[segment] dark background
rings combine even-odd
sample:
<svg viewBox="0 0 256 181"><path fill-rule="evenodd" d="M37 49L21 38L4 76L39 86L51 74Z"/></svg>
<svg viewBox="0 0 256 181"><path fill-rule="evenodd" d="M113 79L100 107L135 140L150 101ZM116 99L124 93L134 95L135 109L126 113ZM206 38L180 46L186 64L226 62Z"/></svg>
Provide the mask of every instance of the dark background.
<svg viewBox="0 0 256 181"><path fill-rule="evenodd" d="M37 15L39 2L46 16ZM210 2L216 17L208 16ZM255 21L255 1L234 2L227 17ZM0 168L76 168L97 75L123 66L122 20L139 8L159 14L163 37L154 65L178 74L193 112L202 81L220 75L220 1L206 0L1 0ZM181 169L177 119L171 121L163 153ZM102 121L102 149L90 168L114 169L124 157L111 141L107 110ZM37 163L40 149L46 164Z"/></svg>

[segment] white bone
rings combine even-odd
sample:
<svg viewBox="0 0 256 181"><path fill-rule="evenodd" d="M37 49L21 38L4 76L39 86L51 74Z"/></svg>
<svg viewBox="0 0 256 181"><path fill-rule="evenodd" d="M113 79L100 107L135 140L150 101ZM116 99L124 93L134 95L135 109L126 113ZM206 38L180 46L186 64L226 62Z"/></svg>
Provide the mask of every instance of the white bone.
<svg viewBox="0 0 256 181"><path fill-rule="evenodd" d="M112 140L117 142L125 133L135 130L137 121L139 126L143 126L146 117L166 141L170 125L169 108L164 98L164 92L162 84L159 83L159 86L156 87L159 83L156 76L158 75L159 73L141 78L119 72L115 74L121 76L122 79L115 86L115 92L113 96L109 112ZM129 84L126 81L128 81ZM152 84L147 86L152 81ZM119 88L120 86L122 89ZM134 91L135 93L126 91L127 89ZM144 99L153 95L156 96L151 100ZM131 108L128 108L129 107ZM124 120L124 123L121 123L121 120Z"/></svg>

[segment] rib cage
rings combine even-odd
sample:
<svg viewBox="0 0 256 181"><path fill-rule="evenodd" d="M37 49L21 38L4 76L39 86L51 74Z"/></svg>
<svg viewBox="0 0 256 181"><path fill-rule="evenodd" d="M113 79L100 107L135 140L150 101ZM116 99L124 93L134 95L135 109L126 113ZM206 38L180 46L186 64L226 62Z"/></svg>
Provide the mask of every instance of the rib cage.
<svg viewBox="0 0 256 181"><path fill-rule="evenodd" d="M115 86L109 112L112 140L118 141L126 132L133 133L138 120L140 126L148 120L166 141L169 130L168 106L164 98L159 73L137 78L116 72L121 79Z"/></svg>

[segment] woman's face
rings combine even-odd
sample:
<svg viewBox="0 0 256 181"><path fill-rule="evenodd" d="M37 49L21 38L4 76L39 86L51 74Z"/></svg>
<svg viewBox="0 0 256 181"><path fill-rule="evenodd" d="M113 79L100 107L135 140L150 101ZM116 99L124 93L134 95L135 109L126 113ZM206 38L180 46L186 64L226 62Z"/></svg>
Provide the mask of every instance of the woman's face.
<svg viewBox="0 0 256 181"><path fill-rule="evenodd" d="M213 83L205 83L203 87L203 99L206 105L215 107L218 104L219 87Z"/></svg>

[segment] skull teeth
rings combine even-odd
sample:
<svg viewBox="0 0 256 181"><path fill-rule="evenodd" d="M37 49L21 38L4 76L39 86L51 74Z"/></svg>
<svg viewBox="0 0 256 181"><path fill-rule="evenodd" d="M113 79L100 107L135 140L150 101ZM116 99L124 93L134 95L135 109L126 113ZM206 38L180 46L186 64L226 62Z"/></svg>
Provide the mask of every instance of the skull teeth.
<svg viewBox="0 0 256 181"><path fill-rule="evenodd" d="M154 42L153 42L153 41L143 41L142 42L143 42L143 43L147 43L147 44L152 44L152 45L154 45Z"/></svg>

— PROBLEM TO SOLVE —
Reproduce the data above line for line, with no changes.

— WRITTEN SOLUTION —
[segment] dark background
rings combine even-odd
sample:
<svg viewBox="0 0 256 181"><path fill-rule="evenodd" d="M37 49L21 38L4 76L39 86L51 74Z"/></svg>
<svg viewBox="0 0 256 181"><path fill-rule="evenodd" d="M113 79L100 107L135 140L150 101ZM116 99L124 93L134 95L135 109L126 113ZM206 38L180 46L186 64L226 62Z"/></svg>
Provide the mask of every instance of the dark background.
<svg viewBox="0 0 256 181"><path fill-rule="evenodd" d="M37 15L39 2L46 16ZM210 2L216 17L208 16ZM255 21L255 1L234 2L227 17ZM0 168L76 168L97 75L123 66L122 20L139 8L159 14L163 37L154 65L178 74L193 112L202 81L220 75L220 1L206 0L1 0ZM181 169L177 119L171 121L163 153ZM102 121L102 149L90 168L114 169L124 157L111 141L107 110ZM37 163L40 149L46 164Z"/></svg>

[segment] white bone
rings combine even-odd
sample:
<svg viewBox="0 0 256 181"><path fill-rule="evenodd" d="M37 49L21 38L4 76L39 86L51 74Z"/></svg>
<svg viewBox="0 0 256 181"><path fill-rule="evenodd" d="M113 79L100 107L135 140L150 101ZM116 99L124 93L134 95L135 109L126 113ZM206 38L180 46L186 64L226 62Z"/></svg>
Provide the mask of every instance of the white bone.
<svg viewBox="0 0 256 181"><path fill-rule="evenodd" d="M112 140L117 142L125 133L135 130L137 121L139 126L143 126L146 117L166 141L170 125L169 108L164 98L164 92L162 84L159 83L159 86L156 87L159 83L156 76L158 75L159 73L141 78L119 72L115 74L121 76L122 79L115 86L115 92L113 96L109 112ZM129 84L126 81L128 81ZM152 84L147 86L152 81ZM119 88L120 86L122 89ZM134 91L135 93L126 91L127 89ZM144 99L153 95L156 96L151 100ZM131 108L128 108L129 107ZM124 120L124 123L121 123L121 120Z"/></svg>

[segment] rib cage
rings combine even-odd
sample:
<svg viewBox="0 0 256 181"><path fill-rule="evenodd" d="M37 49L21 38L4 76L39 86L51 74Z"/></svg>
<svg viewBox="0 0 256 181"><path fill-rule="evenodd" d="M113 79L100 107L135 140L150 101ZM116 99L124 93L134 95L135 109L126 113ZM206 38L180 46L186 64L226 62Z"/></svg>
Provide the mask of every instance of the rib cage.
<svg viewBox="0 0 256 181"><path fill-rule="evenodd" d="M115 86L109 112L112 140L118 141L126 132L133 133L138 120L140 126L148 120L166 141L169 130L168 106L164 98L159 73L137 78L116 72L121 79Z"/></svg>

[segment] woman's face
rings combine even-odd
sample:
<svg viewBox="0 0 256 181"><path fill-rule="evenodd" d="M37 49L21 38L4 76L39 86L51 74Z"/></svg>
<svg viewBox="0 0 256 181"><path fill-rule="evenodd" d="M113 79L100 107L135 140L150 101ZM116 99L124 93L134 95L135 109L126 113ZM206 38L180 46L186 64L226 62Z"/></svg>
Provide the mask of every instance of the woman's face.
<svg viewBox="0 0 256 181"><path fill-rule="evenodd" d="M213 83L205 83L203 87L203 99L206 105L215 107L218 104L219 87Z"/></svg>

[segment] skull teeth
rings combine even-odd
sample:
<svg viewBox="0 0 256 181"><path fill-rule="evenodd" d="M37 49L21 38L4 76L39 86L51 74Z"/></svg>
<svg viewBox="0 0 256 181"><path fill-rule="evenodd" d="M113 79L100 107L135 140L150 101ZM116 99L124 93L134 95L135 109L126 113ZM206 38L180 46L186 64L226 62Z"/></svg>
Provide the mask of every instance of the skull teeth.
<svg viewBox="0 0 256 181"><path fill-rule="evenodd" d="M154 42L153 42L153 41L143 41L142 42L143 42L143 43L147 43L147 44L152 44L152 45L154 45Z"/></svg>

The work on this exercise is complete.